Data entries
────

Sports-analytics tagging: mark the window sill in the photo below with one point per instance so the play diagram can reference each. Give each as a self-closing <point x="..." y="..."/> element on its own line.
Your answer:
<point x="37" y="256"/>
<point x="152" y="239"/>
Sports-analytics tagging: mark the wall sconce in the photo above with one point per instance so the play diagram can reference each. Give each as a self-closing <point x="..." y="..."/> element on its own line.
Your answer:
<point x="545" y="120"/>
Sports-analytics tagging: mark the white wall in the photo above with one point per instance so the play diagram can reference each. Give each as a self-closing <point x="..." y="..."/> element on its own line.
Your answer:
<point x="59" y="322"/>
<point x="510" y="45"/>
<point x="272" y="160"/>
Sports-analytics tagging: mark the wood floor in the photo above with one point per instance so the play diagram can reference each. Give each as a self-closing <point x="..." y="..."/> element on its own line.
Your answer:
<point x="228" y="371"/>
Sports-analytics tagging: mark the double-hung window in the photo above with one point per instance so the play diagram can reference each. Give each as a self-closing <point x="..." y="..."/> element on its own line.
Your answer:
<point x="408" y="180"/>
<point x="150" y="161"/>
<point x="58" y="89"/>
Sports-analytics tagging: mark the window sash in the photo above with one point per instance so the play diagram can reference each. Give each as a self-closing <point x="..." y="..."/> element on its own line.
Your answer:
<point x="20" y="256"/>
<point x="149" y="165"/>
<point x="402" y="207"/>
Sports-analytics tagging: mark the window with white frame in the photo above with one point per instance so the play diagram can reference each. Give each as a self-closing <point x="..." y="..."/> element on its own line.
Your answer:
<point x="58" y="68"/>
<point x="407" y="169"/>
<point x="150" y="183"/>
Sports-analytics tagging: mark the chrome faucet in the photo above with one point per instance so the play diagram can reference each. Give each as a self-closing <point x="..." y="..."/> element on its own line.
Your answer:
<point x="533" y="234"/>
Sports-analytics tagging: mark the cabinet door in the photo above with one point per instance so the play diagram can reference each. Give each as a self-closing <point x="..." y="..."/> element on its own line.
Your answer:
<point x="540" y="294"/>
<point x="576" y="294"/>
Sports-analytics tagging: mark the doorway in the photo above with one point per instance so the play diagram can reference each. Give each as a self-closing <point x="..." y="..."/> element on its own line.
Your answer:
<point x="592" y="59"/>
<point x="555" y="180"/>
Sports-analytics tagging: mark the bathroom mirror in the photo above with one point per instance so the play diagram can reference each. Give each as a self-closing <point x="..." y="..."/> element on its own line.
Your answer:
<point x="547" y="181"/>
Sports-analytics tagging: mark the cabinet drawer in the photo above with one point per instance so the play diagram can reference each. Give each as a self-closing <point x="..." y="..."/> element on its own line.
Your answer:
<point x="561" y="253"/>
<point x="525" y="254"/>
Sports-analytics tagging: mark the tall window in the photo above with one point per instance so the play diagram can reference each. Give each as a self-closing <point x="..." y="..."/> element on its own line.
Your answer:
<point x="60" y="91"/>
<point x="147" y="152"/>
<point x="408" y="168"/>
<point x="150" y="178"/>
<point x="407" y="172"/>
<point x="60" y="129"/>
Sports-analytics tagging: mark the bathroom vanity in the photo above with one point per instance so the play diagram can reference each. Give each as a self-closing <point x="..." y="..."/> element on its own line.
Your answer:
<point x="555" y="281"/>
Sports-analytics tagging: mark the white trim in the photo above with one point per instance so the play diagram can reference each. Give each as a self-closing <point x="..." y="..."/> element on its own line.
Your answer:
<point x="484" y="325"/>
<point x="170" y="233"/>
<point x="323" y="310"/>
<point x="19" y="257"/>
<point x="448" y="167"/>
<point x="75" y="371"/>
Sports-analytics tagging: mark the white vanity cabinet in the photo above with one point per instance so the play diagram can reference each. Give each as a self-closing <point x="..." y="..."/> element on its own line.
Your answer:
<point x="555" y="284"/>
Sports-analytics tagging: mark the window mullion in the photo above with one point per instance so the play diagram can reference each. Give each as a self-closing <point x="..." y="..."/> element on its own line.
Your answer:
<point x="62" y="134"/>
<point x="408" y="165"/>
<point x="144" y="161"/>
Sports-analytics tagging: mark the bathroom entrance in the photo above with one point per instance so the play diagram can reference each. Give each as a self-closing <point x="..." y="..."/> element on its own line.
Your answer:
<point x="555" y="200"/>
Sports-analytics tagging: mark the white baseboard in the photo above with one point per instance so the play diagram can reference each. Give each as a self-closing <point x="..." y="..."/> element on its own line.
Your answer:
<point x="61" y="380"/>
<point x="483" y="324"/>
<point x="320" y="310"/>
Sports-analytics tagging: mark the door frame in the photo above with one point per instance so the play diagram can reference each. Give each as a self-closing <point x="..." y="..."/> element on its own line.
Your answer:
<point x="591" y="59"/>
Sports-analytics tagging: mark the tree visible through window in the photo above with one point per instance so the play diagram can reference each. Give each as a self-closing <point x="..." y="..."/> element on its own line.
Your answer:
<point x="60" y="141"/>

────

*SET PROBLEM*: Without leaving anything out, quote all the data.

*THE RESULT*:
Sports-analytics tagging: mark the window sill in the photo below with one point per instance so the play diagram can reference each. Give each as a self-closing <point x="..." y="..."/> element on its own line.
Your answer:
<point x="37" y="256"/>
<point x="152" y="239"/>
Sports-analytics tagging: mark the wall sconce in the photo above with one point per instance so the play diagram can reference each. Give each as a self-closing <point x="..." y="..."/> element on its own line.
Your answer:
<point x="545" y="120"/>
Sports-analytics tagging: mark the white wall in the photo above with one point per instance so the play diagram can reference each. Give each as a self-closing <point x="..." y="..."/> element on its own line.
Your answer:
<point x="59" y="322"/>
<point x="510" y="45"/>
<point x="272" y="160"/>
Sports-analytics tagging: mark the wood floor in the photo above with one point per instance so the play diagram can reference each. Give each as a self-closing <point x="..." y="..."/> element on its own line.
Your answer:
<point x="228" y="371"/>
Sports-analytics tagging: mark the double-hung window in the photo above with one point per instance so the play diagram can reference each. Give each as a self-closing <point x="..." y="..."/> element on its own line.
Your answer:
<point x="408" y="180"/>
<point x="150" y="161"/>
<point x="58" y="89"/>
Sports-analytics tagging: mark the window sash in the photo above with one point per instance so the play diagram can reference each. Give each as a self-closing <point x="..." y="..."/> element on its own line.
Your answer:
<point x="20" y="256"/>
<point x="149" y="165"/>
<point x="402" y="207"/>
Sports-analytics tagging: mark the window with white frame in the photo above with one point per instance so the play diagram can reference each. Give each as a self-closing <point x="..." y="..."/> element on its own line.
Your answer:
<point x="58" y="68"/>
<point x="407" y="169"/>
<point x="150" y="183"/>
Sports-analytics tagging: mark the chrome faucet in the photo above with one point per instance so the play diagram can reference each. Give each as a self-closing <point x="..." y="..."/> element on its own line.
Your answer:
<point x="533" y="234"/>
Sports-analytics tagging: mark the cabinet door in the photo above with one point per instance so the play diagram can reference each. Give each as a self-closing <point x="..." y="..."/> element on its own line.
Your answer:
<point x="540" y="294"/>
<point x="576" y="294"/>
Sports-analytics tagging: mark the doorway in the photo above with one point per instance so the play diagram can reference each. Give each as a self-closing <point x="..." y="..."/> element on its own line.
Your answer:
<point x="592" y="59"/>
<point x="555" y="180"/>
Sports-analytics tagging: mark the bathroom mirror in the photo above with one point per instance so the play diagram can reference each. Give each as a self-closing <point x="..." y="..."/> element on its own line.
Your answer:
<point x="547" y="181"/>
Sports-analytics tagging: mark the cabinet drawer in the photo above with one point per instance so the play diagram can reference each. Give each as a self-closing <point x="..." y="..."/> element on its own line.
Your answer:
<point x="561" y="253"/>
<point x="525" y="254"/>
Sports-analytics tagging: mark the tall window in the photo above with one point per instance so the play diagram can reference each. Give each as a self-closing <point x="..." y="..."/> element on its own line.
Your answer:
<point x="60" y="91"/>
<point x="147" y="152"/>
<point x="408" y="168"/>
<point x="150" y="178"/>
<point x="407" y="172"/>
<point x="60" y="129"/>
Sports-analytics tagging: mark the bathroom vanity in the photo above with one point per instance so the play diagram can reference each. Give each as a self-closing <point x="..." y="..."/> element on its own line.
Your answer:
<point x="555" y="281"/>
Sports-analytics tagging: mark the white trim in the photo above with one point per instance so the play diagram can reference each. Give each as a self-closing <point x="..." y="..."/> element on its own line.
Your answer:
<point x="484" y="325"/>
<point x="170" y="233"/>
<point x="323" y="310"/>
<point x="19" y="257"/>
<point x="448" y="167"/>
<point x="75" y="371"/>
Sports-analytics tagging: mark the white vanity cabinet in the photo above with one point per instance so the play diagram can reference each. Give each as a self-closing <point x="..." y="..."/> element on its own line.
Your answer:
<point x="555" y="284"/>
Sports-analytics tagging: mark the window mullion in the photo above with one point per instance so the play diagram can reference each. Give each as a self-closing <point x="..." y="..."/> element on its own line.
Your answer:
<point x="62" y="134"/>
<point x="408" y="165"/>
<point x="144" y="161"/>
Sports-analytics tagging: mark the bathroom entrance in the photo above with one point per instance so the play diagram can reference each. Give each as a self-closing <point x="..." y="..."/> element on its own line.
Your answer:
<point x="555" y="200"/>
Sports-analytics tagging: mark the white baseboard in the photo above with one point per instance so the play diagram can reference each. Give each as a self-closing <point x="..." y="..."/> element on its own line.
Your answer:
<point x="61" y="380"/>
<point x="483" y="324"/>
<point x="320" y="310"/>
Sports-analytics tagging: mark the door frame in the photo above with one point per instance so the play diagram can reference each. Give each as a self-closing <point x="..." y="..."/> element on its own line.
Your answer:
<point x="591" y="59"/>
Sports-analytics tagging: mark the tree visible through window in the photo above with one point per instance so the play diagram can reference each. Give each as a self-closing <point x="..." y="..."/> element on its own line.
Your answer:
<point x="60" y="141"/>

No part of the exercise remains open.